/---

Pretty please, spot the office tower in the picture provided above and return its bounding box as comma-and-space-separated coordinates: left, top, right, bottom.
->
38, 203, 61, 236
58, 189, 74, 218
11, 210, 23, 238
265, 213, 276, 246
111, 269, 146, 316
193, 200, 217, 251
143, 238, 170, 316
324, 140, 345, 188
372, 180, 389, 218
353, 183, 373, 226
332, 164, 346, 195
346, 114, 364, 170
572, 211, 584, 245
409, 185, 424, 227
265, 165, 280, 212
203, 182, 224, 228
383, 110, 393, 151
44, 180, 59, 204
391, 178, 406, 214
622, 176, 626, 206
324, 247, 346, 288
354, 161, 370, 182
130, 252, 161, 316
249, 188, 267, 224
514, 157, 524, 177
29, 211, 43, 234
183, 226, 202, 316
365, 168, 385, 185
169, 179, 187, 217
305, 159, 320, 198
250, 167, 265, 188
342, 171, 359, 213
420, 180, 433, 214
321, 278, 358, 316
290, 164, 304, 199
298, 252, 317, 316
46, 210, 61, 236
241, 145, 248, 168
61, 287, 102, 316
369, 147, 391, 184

\---
/---

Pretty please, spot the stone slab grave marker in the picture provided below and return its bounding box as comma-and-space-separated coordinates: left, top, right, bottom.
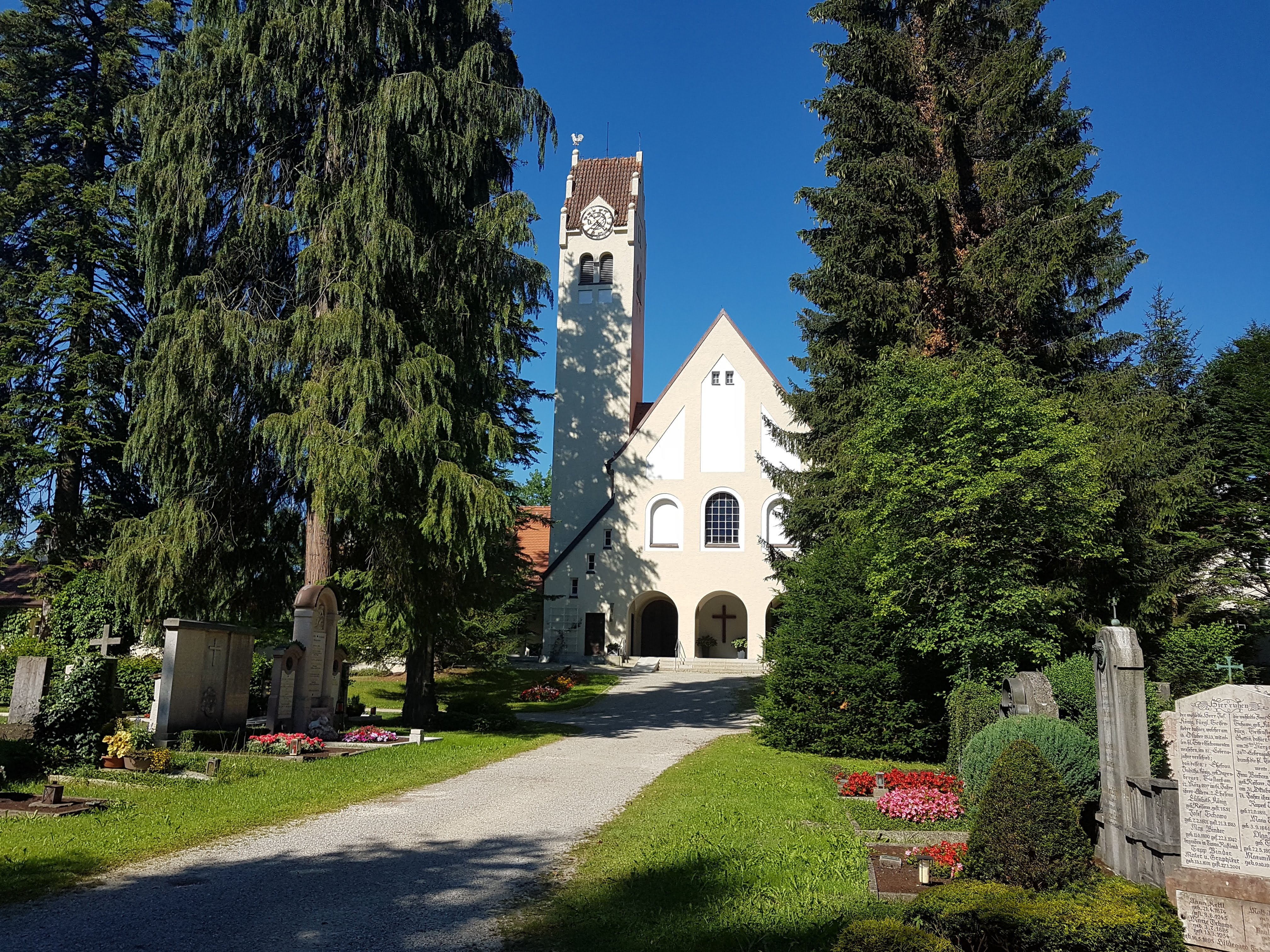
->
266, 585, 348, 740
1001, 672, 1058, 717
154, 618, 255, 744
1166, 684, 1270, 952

\---
/---

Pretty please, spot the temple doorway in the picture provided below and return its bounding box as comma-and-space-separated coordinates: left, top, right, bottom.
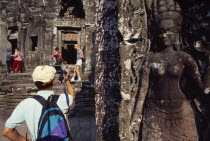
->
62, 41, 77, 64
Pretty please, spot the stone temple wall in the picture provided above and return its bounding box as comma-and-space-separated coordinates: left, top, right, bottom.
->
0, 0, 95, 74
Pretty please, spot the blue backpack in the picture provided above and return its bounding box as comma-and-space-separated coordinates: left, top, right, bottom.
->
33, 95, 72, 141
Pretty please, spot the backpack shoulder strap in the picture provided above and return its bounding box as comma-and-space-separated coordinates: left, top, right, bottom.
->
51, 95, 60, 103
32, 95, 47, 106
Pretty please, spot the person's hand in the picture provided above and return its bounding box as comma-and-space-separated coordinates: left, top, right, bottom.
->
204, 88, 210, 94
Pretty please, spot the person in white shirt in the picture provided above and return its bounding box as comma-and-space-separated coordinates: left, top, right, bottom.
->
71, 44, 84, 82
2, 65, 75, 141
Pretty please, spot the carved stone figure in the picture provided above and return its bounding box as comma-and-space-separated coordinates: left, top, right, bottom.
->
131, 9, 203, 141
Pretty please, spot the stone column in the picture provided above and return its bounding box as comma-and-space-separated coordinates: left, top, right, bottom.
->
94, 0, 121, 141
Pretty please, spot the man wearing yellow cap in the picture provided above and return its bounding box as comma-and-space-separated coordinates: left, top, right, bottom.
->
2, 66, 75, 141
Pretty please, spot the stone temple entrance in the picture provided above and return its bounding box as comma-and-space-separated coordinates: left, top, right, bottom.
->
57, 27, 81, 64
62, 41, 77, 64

\---

| DESCRIPTION OF THE TASK |
Rewrite the lines that begin with the one containing "Pretty please, spot the office" and end with the one containing "369, 147, 391, 184", swapping "office tower" for "apartment building" and keeping everything else the same.

| OUTPUT BELOW |
Pretty please, spot the apartment building in the picture provided above and return its bounding box as comma-and-space-separated coordinates: left, top, right, bottom.
->
38, 203, 61, 236
58, 189, 74, 218
11, 210, 23, 238
265, 213, 276, 246
111, 269, 146, 316
193, 200, 217, 251
143, 238, 170, 316
324, 140, 345, 188
372, 180, 389, 218
353, 183, 373, 226
332, 164, 346, 195
346, 114, 364, 170
572, 211, 584, 245
409, 185, 424, 227
265, 165, 280, 212
203, 182, 224, 228
383, 110, 393, 151
44, 180, 59, 204
391, 178, 406, 214
622, 176, 626, 206
324, 247, 346, 288
354, 161, 370, 182
130, 252, 161, 316
249, 188, 267, 224
514, 157, 524, 177
29, 211, 43, 234
183, 226, 202, 316
365, 168, 385, 185
169, 179, 187, 217
305, 159, 320, 198
250, 167, 265, 188
342, 171, 359, 213
420, 180, 433, 214
321, 278, 358, 316
290, 164, 304, 199
298, 252, 317, 316
46, 210, 61, 236
241, 145, 248, 168
61, 287, 102, 316
369, 147, 391, 184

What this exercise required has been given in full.